* **Provided data**:
— Begin —
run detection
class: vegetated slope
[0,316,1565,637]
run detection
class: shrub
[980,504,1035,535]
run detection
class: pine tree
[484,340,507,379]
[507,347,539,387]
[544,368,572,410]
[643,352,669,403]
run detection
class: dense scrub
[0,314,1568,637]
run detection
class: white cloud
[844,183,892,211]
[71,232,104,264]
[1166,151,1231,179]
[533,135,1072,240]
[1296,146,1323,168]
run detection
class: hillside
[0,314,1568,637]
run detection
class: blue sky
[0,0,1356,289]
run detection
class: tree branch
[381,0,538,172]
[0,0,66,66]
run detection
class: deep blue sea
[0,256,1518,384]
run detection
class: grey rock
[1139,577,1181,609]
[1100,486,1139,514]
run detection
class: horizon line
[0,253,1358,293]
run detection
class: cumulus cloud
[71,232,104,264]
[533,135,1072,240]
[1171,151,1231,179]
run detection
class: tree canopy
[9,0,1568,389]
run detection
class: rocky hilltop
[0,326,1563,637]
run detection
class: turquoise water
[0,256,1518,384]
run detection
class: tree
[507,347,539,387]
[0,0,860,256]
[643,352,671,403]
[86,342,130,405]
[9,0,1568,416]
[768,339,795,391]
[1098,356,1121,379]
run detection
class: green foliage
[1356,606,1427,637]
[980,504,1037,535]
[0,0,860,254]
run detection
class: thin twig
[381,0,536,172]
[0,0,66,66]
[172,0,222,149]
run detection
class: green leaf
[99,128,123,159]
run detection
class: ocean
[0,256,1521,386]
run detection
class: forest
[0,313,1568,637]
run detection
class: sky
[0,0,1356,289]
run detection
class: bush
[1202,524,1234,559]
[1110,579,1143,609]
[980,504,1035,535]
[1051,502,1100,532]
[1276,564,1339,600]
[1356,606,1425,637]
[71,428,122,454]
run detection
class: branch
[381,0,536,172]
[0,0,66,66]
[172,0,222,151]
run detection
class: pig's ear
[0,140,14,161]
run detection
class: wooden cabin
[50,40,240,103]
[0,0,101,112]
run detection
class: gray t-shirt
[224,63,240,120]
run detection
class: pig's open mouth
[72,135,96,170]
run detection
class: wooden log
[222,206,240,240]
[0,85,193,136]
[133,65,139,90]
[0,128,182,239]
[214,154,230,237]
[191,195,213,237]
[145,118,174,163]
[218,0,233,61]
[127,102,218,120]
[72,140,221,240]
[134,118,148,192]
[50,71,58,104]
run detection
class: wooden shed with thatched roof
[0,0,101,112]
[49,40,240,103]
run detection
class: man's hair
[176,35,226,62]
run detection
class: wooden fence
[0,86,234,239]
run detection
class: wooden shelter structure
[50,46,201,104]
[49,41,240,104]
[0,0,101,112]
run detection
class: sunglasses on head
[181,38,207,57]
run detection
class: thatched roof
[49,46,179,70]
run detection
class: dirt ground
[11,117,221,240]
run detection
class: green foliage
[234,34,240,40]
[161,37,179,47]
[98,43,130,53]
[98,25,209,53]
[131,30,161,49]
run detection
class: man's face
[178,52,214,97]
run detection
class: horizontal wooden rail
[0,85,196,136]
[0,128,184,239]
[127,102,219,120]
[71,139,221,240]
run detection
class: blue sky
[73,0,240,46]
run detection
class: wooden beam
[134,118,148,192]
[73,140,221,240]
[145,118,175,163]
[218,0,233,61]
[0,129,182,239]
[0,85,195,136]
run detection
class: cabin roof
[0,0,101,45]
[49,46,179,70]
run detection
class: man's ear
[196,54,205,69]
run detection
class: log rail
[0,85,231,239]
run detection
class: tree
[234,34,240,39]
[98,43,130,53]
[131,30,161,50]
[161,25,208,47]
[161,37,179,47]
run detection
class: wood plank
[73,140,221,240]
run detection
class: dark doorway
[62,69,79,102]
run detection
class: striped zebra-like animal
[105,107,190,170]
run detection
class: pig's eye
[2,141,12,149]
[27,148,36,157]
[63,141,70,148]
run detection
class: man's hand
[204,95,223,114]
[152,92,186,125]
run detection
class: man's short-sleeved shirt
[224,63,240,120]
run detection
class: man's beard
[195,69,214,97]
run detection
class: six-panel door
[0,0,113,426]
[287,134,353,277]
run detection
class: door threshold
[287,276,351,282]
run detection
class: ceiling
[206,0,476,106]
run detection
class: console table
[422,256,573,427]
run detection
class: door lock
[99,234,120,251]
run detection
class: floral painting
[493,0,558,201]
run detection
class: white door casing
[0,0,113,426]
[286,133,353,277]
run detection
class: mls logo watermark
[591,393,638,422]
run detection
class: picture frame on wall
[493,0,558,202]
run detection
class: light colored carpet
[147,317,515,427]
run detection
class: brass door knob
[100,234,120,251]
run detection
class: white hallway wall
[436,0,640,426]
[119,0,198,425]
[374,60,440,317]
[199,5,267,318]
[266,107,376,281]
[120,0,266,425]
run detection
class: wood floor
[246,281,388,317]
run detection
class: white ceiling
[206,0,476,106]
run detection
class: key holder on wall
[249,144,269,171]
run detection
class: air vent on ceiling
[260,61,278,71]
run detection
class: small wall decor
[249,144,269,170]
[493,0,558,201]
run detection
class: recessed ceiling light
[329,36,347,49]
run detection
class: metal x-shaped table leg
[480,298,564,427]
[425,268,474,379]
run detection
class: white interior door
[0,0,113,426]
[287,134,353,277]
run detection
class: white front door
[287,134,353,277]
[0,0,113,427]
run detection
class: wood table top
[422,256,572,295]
— End —
— Begin —
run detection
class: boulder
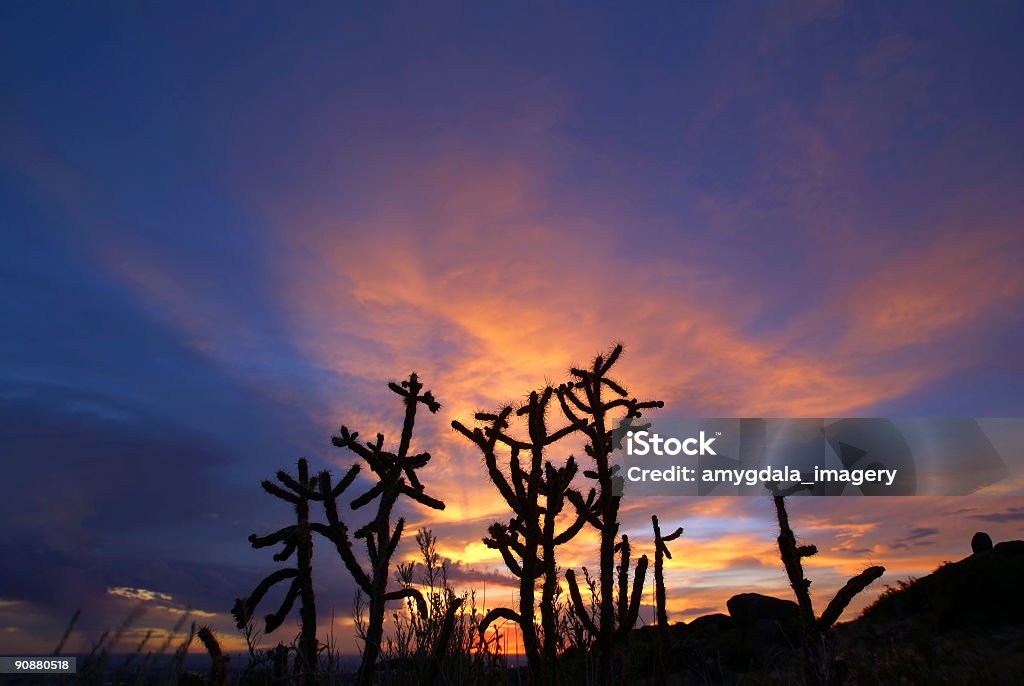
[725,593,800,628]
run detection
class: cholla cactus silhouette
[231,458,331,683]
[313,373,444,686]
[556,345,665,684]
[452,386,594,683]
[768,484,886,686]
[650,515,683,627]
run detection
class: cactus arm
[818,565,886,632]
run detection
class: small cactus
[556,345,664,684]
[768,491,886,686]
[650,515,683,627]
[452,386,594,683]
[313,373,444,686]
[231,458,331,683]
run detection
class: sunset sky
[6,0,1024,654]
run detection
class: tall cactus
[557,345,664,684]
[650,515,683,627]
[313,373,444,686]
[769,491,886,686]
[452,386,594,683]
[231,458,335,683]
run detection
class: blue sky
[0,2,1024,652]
— End —
— Begin —
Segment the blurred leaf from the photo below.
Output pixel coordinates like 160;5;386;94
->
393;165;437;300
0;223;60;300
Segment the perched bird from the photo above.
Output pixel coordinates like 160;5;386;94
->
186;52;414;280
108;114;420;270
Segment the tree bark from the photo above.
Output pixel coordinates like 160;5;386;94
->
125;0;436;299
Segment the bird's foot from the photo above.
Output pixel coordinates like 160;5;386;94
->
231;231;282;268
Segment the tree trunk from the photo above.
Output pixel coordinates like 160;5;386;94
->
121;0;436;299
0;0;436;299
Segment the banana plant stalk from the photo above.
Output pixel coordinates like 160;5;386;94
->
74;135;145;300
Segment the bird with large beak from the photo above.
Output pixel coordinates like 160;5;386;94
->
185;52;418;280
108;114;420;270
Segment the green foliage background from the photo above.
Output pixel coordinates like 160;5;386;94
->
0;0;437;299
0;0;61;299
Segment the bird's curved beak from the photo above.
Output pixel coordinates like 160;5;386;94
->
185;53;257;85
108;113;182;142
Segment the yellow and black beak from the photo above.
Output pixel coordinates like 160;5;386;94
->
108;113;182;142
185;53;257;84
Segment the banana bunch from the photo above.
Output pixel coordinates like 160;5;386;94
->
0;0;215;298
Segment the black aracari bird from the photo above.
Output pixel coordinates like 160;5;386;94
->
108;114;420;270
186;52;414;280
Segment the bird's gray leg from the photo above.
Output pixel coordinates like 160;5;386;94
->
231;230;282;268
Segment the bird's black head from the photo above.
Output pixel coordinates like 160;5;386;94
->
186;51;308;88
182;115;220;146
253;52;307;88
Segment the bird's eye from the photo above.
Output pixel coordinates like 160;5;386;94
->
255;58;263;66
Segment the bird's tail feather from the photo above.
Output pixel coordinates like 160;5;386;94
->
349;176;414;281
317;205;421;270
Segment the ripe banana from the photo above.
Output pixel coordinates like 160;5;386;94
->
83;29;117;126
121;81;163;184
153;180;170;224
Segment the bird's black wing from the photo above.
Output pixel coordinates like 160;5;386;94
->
— End —
* **What this task involves**: Rewrite the stretch of records from the line containing "Segment the perched" through the line containing "74;135;145;300", both ends included, keeping every line, and shift each answer coordinate up by adding 109 to it. Leave the sample coordinates in the format lines unchanged, and output only this stretch.

* **Output for this exercise**:
Segment the perched bird from the photo above.
Output pixel coordinates like 160;5;386;94
->
295;161;523;389
217;223;529;379
Segment the tree bark from the photo above.
Output pixel coordinates like 160;5;386;94
->
234;109;545;408
Segment the bird's foot from the photo above.
Output pixel coordinates like 160;5;386;94
->
340;340;391;377
Segment the tree trunk from the photo above.
Output pixel coordinates like 160;5;386;94
->
230;109;545;408
109;109;545;408
Segment the banana plant stalk from the photo above.
Output pixel coordinates like 160;5;386;94
->
183;244;254;409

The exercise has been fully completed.